*Problem details*. Set down each record exactly as written.

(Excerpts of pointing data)
★ ★ ★ ★ ★ ★ ★
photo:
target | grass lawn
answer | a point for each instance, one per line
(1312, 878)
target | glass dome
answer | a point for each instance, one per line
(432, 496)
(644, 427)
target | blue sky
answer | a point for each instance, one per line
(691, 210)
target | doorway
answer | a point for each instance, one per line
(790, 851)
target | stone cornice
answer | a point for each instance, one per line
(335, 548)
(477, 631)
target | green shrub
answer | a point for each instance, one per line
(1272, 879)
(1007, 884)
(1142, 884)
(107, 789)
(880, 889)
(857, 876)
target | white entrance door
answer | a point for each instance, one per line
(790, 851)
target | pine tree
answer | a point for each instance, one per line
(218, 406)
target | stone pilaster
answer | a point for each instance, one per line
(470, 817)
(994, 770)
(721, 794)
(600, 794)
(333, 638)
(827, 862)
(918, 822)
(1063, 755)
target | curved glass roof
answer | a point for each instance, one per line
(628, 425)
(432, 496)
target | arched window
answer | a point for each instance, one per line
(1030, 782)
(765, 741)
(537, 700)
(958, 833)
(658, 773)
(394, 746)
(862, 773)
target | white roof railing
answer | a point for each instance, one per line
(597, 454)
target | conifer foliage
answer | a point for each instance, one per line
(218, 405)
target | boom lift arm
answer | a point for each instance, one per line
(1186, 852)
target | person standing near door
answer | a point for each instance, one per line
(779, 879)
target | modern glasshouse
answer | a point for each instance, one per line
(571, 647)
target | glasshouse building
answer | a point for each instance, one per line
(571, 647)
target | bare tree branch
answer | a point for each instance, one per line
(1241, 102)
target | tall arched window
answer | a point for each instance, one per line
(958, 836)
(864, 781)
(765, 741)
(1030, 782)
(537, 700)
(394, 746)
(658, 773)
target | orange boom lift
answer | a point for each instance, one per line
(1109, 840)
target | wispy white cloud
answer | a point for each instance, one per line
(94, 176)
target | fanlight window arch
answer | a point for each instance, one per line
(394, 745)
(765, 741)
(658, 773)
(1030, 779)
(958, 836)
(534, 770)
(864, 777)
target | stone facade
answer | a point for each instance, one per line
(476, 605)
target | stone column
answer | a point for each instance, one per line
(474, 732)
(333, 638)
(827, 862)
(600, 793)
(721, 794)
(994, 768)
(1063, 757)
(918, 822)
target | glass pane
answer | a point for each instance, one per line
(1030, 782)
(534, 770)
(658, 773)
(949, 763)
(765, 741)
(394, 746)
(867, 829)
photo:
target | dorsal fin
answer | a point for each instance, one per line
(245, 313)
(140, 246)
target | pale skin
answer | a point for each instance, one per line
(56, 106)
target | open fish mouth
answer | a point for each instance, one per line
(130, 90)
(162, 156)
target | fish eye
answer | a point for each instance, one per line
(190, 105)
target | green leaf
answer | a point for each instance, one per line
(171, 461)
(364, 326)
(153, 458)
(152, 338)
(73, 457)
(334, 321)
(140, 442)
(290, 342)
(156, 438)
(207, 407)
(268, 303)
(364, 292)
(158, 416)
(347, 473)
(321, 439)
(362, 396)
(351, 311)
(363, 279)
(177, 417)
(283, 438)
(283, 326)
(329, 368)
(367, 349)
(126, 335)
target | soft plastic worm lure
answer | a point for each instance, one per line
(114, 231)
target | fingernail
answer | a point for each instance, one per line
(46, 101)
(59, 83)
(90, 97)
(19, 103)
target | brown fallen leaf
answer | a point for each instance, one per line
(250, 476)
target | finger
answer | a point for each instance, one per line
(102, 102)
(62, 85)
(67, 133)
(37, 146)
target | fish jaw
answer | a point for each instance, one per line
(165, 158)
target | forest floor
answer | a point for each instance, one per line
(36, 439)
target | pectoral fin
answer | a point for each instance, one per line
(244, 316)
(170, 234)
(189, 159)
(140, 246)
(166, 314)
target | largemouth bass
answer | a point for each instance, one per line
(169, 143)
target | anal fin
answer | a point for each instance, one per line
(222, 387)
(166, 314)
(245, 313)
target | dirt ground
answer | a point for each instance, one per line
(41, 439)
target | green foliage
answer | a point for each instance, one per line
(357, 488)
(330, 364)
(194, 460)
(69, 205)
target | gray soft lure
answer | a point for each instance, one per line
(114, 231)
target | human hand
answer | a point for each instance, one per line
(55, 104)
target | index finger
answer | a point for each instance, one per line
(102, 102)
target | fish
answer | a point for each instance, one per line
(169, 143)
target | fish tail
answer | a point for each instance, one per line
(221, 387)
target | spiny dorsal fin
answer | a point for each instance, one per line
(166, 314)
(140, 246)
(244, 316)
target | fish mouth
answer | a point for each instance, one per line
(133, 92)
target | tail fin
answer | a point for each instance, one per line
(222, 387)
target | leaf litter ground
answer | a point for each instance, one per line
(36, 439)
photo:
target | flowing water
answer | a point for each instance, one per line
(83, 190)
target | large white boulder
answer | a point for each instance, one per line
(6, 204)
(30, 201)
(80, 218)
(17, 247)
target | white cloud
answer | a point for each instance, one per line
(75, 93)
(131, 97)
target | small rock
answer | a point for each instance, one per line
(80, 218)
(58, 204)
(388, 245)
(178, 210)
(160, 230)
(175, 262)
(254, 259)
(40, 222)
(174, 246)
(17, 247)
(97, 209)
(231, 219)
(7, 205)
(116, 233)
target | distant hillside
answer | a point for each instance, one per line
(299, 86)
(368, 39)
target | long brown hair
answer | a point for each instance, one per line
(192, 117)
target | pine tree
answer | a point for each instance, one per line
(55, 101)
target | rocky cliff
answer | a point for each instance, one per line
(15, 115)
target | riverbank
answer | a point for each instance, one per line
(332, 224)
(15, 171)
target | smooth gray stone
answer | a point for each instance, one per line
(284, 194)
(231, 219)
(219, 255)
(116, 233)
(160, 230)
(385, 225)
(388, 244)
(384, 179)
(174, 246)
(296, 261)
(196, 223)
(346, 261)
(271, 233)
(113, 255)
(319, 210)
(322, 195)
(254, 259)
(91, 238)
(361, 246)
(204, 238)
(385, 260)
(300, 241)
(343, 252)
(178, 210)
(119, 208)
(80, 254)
★ ★ ★ ★ ★ ★ ★
*Task result*.
photo:
target | grass lawn
answer | a point for each instance, one per line
(1312, 878)
target | glass dome
answer | a point for each instance, one per line
(432, 496)
(644, 427)
target | blue sky
answer | a point for each instance, one per line
(691, 210)
target | doorway
answer | a point for each instance, one per line
(790, 851)
target | stone cornice
answer | a point for each instance, one per line
(335, 548)
(477, 631)
target | green shrub
answer | a point for each instance, one per line
(1272, 879)
(1007, 884)
(1142, 884)
(107, 789)
(880, 889)
(857, 876)
target | white entrance door
answer | a point for each instance, one per line
(790, 851)
target | pine tree
answer | a point for each instance, one per line
(218, 406)
target | stone pilaster
answer | a point for each instance, one per line
(470, 817)
(994, 770)
(721, 794)
(600, 794)
(333, 638)
(827, 862)
(918, 822)
(1063, 755)
target | curved glass roof
answer | a point for each instance, one per line
(628, 425)
(432, 496)
target | arched window
answer | a point for each instance, one per line
(1030, 782)
(765, 741)
(537, 700)
(958, 833)
(658, 773)
(394, 746)
(862, 773)
target | white roof railing
answer | a point for each instance, one per line
(597, 454)
target | conifer foliage
answer | a point for each instance, one per line
(218, 405)
target | boom lift arm
answer | a point for each instance, one per line
(1186, 852)
target | person standing near door
answer | a point for each instance, one per line
(779, 879)
target | modern glasshouse
answer | a point for each instance, one per line
(571, 647)
target | glasshouse building
answer | a point for each instance, one per line
(571, 647)
target | bare tree branch
answer | a point for each instance, one per line
(1241, 102)
target | tall arched window
answer | a point for each instance, one per line
(958, 836)
(864, 781)
(765, 741)
(1030, 782)
(537, 700)
(394, 746)
(658, 773)
target | orange boom lift
answer | a point for each instance, one per line
(1109, 840)
target | wispy white cloud
answer | a point for each instance, one per line
(94, 176)
target | fanlight window arch
answer | a point for each instance, one per line
(394, 745)
(765, 741)
(658, 773)
(1030, 779)
(958, 836)
(534, 770)
(864, 777)
target | stone facade
answer | a point for each instance, one per line
(476, 605)
target | stone column
answer | a point for each instance, one per line
(474, 732)
(333, 638)
(827, 862)
(600, 793)
(721, 794)
(994, 768)
(1063, 757)
(918, 822)
target | glass pane
answer | a point for each instance, one per line
(1030, 782)
(534, 770)
(658, 773)
(949, 763)
(765, 741)
(394, 746)
(867, 829)
photo:
target | dorsal fin
answer | a point for each instance, one per line
(245, 313)
(140, 246)
target | pale skin
answer | a point for each instance, one per line
(56, 106)
target | open fish mouth
answer | a point for each instance, one per line
(130, 90)
(162, 156)
target | fish eye
answer | a point for each instance, one per line
(190, 105)
target | green leaf
answer | a point for each instance, one per line
(171, 461)
(364, 326)
(153, 458)
(152, 338)
(73, 457)
(334, 321)
(140, 442)
(290, 342)
(156, 438)
(207, 407)
(268, 303)
(364, 292)
(158, 416)
(347, 473)
(321, 439)
(362, 396)
(351, 311)
(363, 279)
(177, 417)
(283, 438)
(283, 326)
(329, 368)
(367, 349)
(126, 335)
target | soft plastic worm lure
answer | a point for each instance, one per line
(114, 231)
target | fingernail
answer | a point for each instance, one per line
(46, 101)
(59, 83)
(90, 97)
(19, 103)
target | brown fallen leaf
answer | a point for each instance, one per line
(250, 476)
target | finger
answer | a point for each instance, one per line
(102, 102)
(62, 85)
(67, 133)
(37, 146)
target | fish jaw
answer | a point for each instance, one per line
(165, 158)
target | forest floor
answer | a point for each instance, one per line
(36, 439)
target | pectoral fin
answer | a point for each instance, one per line
(244, 316)
(170, 234)
(189, 159)
(140, 246)
(166, 314)
target | largemouth bass
answer | a point for each instance, one per line
(169, 143)
target | anal fin
answer | a point for each instance, one per line
(222, 387)
(166, 314)
(245, 313)
target | dirt ground
answer | a point for each instance, one per line
(41, 439)
target | green foliage
answer | a point for each instance, one per line
(357, 488)
(330, 364)
(194, 460)
(69, 205)
target | gray soft lure
answer | a point for each instance, one per line
(114, 231)
target | human hand
answer | a point for each instance, one per line
(55, 104)
target | index finger
answer | a point for each instance, one per line
(102, 102)
target | fish
answer | a point for each instance, one per line
(169, 143)
target | fish tail
answer | a point for each instance, one per line
(221, 387)
target | spiny dorsal fin
answer | a point for each instance, one per line
(166, 314)
(140, 246)
(244, 316)
target | fish mouth
answer | a point for each instance, one per line
(133, 92)
target | tail fin
answer | a point for each instance, one per line
(222, 387)
target | leaf litter ground
answer | a point for each instance, one per line
(36, 439)
photo:
target | flowing water
answer | a point for each instance, one per line
(83, 190)
target | large white boulder
answer | a point for each instance, one per line
(6, 204)
(30, 201)
(80, 218)
(17, 247)
target | white cloud
answer | a point for each instance, one per line
(75, 93)
(131, 97)
target | small rock
answer | a point for each instance, one per line
(80, 218)
(58, 204)
(388, 245)
(178, 210)
(160, 230)
(175, 262)
(254, 259)
(40, 222)
(174, 246)
(17, 247)
(97, 209)
(231, 219)
(7, 205)
(116, 233)
target | distant hillside
answer | a point for each instance, one per line
(299, 86)
(368, 39)
target | long brown hair
answer | a point for each instance, one per line
(192, 117)
target | pine tree
answer | a point for each instance, one per line
(55, 101)
target | rocky cliff
answer | a point for each instance, one per line
(15, 115)
target | riverbank
answer | a point for each instance, one per line
(332, 224)
(15, 171)
target | smooth gray stone
answer | a point for each instance, one per line
(284, 194)
(231, 219)
(219, 255)
(116, 233)
(160, 230)
(385, 225)
(388, 244)
(384, 179)
(174, 246)
(296, 261)
(196, 223)
(346, 261)
(271, 233)
(113, 255)
(319, 210)
(322, 195)
(254, 259)
(91, 238)
(361, 246)
(204, 238)
(385, 260)
(300, 241)
(343, 252)
(178, 210)
(119, 208)
(80, 254)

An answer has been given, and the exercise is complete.